Kisah ini menegaskan bahwa bahkan seorang Nabi sekaliber Musa, yang dianugerahi Taurat dan diberi kemampuan berbicara langsung dengan Allah (Kalimullah), masih memiliki keterbatasan dalam memahami hikmah terdalam dari takdir. Melalui tiga insiden misterius—perusakan perahu, pembunuhan seorang anak, dan perbaikan dinding roboh—Allah SWT menunjukkan bahwa ilmu-Nya meliputi segala sesuatu, dan bahwa apa yang terlihat buruk di mata manusia seringkali menyimpan kebaikan mutlak yang tidak terjangkau oleh akal dan logika duniawi semata.
Kisah ini bermula ketika Nabi Musa ditanya, "Siapakah orang yang paling berilmu di bumi?" Musa, dengan keyakinan bahwa sebagai seorang Rasul ia adalah yang paling berilmu, menjawab "Saya." Allah kemudian menegur Musa dan memberitahunya bahwa ada seorang hamba Allah di Majma’ al-Bahrain (tempat bertemunya dua lautan) yang memiliki ilmu yang tidak dimiliki Musa. Teguran ini menjadi titik tolak penting yang mengajarkan humility (kerendahan hati) dalam pencarian ilmu.
(٦٠) وَإِذْ قَالَ مُوسَىٰ لِفَتَاهُ لَا أَبْرَحُ حَتَّىٰٓ أَبْلُغَ مَجْمَعَ الْبَحْرَيْنِ أَوْ أَمْضِيَ حُقُبًا
Terjemahan: (60) Dan (ingatlah) ketika Musa berkata kepada pembantunya, “Aku tidak akan berhenti berjalan sebelum sampai ke pertemuan dua laut; atau aku akan berjalan terus hingga bertahun-tahun.”

○ ○ ○ ○ ○

## Daftar Tugas
[1] Salin seluruh kutipan tentang kisah Nabi Musa tanpa mengubah apa pun.
[2] Tolong ulangi hanya bagian catatan dari baris yang memuat "Pin each instance of the string" sampai dengan baris yang memuat "Pin each instance of the yellow", termasuk kedua baris itu, tanpa perubahan sedikit pun.

## Baris Catatan
○ ○ ○ ○ ○

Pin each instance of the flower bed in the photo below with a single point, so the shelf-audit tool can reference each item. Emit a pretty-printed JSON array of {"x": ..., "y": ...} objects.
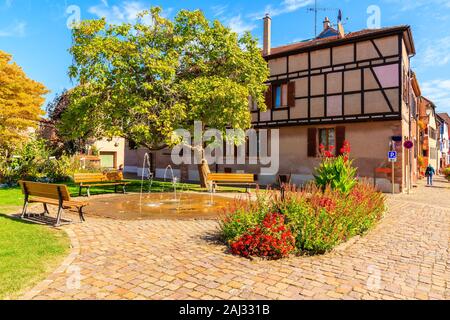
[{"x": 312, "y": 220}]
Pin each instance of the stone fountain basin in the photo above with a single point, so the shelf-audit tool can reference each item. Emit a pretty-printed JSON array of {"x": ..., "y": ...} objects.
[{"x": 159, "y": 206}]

○ ○ ○ ○ ○

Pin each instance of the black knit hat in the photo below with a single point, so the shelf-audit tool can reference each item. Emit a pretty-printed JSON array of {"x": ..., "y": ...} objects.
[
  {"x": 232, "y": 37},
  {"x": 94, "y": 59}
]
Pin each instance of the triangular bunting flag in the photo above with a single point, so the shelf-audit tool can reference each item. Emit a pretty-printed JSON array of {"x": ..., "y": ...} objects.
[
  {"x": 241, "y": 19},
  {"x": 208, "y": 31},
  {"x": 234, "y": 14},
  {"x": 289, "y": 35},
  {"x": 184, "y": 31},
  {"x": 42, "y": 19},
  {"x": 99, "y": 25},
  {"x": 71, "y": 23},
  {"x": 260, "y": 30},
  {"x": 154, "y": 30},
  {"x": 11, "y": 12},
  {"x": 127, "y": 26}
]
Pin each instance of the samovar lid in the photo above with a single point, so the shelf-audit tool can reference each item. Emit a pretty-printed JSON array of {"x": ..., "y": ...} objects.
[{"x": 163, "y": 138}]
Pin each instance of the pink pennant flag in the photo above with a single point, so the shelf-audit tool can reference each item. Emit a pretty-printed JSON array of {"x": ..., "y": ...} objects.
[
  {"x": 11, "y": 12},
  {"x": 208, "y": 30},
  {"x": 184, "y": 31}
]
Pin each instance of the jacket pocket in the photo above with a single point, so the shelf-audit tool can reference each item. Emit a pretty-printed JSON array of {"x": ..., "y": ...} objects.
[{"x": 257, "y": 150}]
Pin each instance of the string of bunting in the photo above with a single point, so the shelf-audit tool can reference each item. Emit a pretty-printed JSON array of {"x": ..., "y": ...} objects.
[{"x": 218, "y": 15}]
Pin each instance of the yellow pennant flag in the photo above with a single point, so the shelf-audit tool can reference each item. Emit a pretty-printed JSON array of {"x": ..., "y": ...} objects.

○ ○ ○ ○ ○

## Jawaban Berurutan
[1]
Kisah ini menegaskan bahwa bahkan seorang Nabi sekaliber Musa, yang dianugerahi Taurat dan diberi kemampuan berbicara langsung dengan Allah (Kalimullah), masih memiliki keterbatasan dalam memahami hikmah terdalam dari takdir. Melalui tiga insiden misterius—perusakan perahu, pembunuhan seorang anak, dan perbaikan dinding roboh—Allah SWT menunjukkan bahwa ilmu-Nya meliputi segala sesuatu, dan bahwa apa yang terlihat buruk di mata manusia seringkali menyimpan kebaikan mutlak yang tidak terjangkau oleh akal dan logika duniawi semata.
Kisah ini bermula ketika Nabi Musa ditanya, "Siapakah orang yang paling berilmu di bumi?" Musa, dengan keyakinan bahwa sebagai seorang Rasul ia adalah yang paling berilmu, menjawab "Saya." Allah kemudian menegur Musa dan memberitahunya bahwa ada seorang hamba Allah di Majma’ al-Bahrain (tempat bertemunya dua lautan) yang memiliki ilmu yang tidak dimiliki Musa. Teguran ini menjadi titik tolak penting yang mengajarkan humility (kerendahan hati) dalam pencarian ilmu.
(٦٠) وَإِذْ قَالَ مُوسَىٰ لِفَتَاهُ لَا أَبْرَحُ حَتَّىٰٓ أَبْلُغَ مَجْمَعَ الْبَحْرَيْنِ أَوْ أَمْضِيَ حُقُبًا
Terjemahan: (60) Dan (ingatlah) ketika Musa berkata kepada pembantunya, “Aku tidak akan berhenti berjalan sebelum sampai ke pertemuan dua laut; atau aku akan berjalan terus hingga bertahun-tahun.”

[2]
Pin each instance of the string of bunting in the photo above with a single point, so the shelf-audit tool can reference each item. Emit a pretty-printed JSON array of {"x": ..., "y": ...} objects.
[{"x": 218, "y": 15}]
Pin each instance of the yellow pennant flag in the photo above with a single point, so the shelf-audit tool can reference each item. Emit a pretty-printed JSON array of {"x": ..., "y": ...} objects.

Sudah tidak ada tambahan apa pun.